- Условие задания: Верните все приведённые ниже записи без единого изменения.

- Исходные данные:
------------------------------------------------

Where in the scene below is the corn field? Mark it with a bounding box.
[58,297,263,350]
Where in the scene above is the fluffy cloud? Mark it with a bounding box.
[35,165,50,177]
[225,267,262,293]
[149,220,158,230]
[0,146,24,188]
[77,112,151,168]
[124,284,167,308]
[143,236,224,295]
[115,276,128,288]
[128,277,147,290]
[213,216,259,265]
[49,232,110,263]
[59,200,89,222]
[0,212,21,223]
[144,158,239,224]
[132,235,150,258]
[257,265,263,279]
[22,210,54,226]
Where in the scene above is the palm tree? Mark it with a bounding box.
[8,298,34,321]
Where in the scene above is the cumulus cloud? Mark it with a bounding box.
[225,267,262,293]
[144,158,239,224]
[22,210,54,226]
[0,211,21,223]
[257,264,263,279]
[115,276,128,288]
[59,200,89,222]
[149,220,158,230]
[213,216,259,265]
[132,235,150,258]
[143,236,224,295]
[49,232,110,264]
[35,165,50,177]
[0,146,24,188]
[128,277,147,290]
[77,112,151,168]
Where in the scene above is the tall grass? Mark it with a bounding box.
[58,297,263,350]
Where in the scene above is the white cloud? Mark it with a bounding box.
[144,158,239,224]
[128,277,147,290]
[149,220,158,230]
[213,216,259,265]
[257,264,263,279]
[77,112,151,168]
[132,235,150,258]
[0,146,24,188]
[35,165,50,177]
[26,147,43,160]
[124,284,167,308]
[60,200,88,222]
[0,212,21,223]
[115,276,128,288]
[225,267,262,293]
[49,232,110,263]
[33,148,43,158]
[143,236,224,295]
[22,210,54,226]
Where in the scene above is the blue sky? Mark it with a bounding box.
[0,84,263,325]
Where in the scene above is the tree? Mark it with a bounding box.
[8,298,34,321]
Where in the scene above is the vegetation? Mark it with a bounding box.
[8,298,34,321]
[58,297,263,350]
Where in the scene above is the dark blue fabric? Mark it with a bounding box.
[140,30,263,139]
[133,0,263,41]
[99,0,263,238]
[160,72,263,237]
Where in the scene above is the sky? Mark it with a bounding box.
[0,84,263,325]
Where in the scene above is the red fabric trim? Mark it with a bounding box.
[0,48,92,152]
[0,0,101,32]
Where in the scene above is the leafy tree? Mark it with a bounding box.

------------------------------------------------

- Результат выполнения:
Where in the scene below is the corn field? Mark it with a bounding box.
[58,297,263,350]
Where in the scene above is the fluffy cloud? Mark it with a bounding box.
[35,165,50,177]
[225,267,262,293]
[149,220,158,230]
[0,146,24,188]
[77,112,151,168]
[124,284,167,308]
[143,236,224,295]
[115,276,128,288]
[128,277,147,290]
[213,216,259,265]
[49,232,110,263]
[59,200,89,222]
[0,212,21,223]
[144,158,239,224]
[132,235,150,258]
[257,265,263,279]
[22,210,54,226]
Where in the scene above is the palm tree? Mark it with a bounding box.
[8,298,34,321]
Where in the scene above is the cumulus cloud? Mark it with a bounding box.
[225,267,262,293]
[144,158,239,224]
[22,210,54,226]
[0,211,21,223]
[257,264,263,279]
[115,276,128,288]
[59,200,89,222]
[149,220,158,230]
[213,216,259,265]
[132,235,150,258]
[143,236,224,295]
[49,232,110,264]
[35,165,50,177]
[0,146,24,188]
[128,277,147,290]
[77,112,151,168]
Where in the scene above is the tall grass? Mark it with a bounding box.
[58,297,263,350]
Where in the scene above is the white cloud? Mark it with a bounding box.
[144,158,239,224]
[128,277,147,290]
[149,220,158,230]
[213,216,259,265]
[257,264,263,279]
[77,112,151,168]
[132,235,150,258]
[0,146,24,188]
[35,165,50,177]
[26,147,43,160]
[124,284,167,308]
[60,200,88,222]
[0,212,21,223]
[115,276,128,288]
[225,267,262,293]
[49,232,110,263]
[33,148,43,158]
[143,236,224,295]
[22,210,54,226]
Where in the scene above is the blue sky? Mark it with a bounding box.
[0,84,263,325]
Where in the scene above is the tree? Mark it with a bounding box.
[8,298,34,321]
Where in the scene above is the vegetation? Mark it with a bounding box.
[8,298,34,321]
[58,297,263,350]
Where in the scene above is the dark blue fabric? Mark it with a bounding box.
[140,30,263,139]
[133,0,263,41]
[99,0,263,238]
[160,72,263,237]
Where in the scene above is the sky? Mark it with a bounding box.
[0,84,263,325]
Where in the scene above is the red fabric trim? Mark it with a bounding box.
[0,48,92,152]
[0,0,101,32]
Where in the scene above is the leafy tree? Mark it with a bounding box.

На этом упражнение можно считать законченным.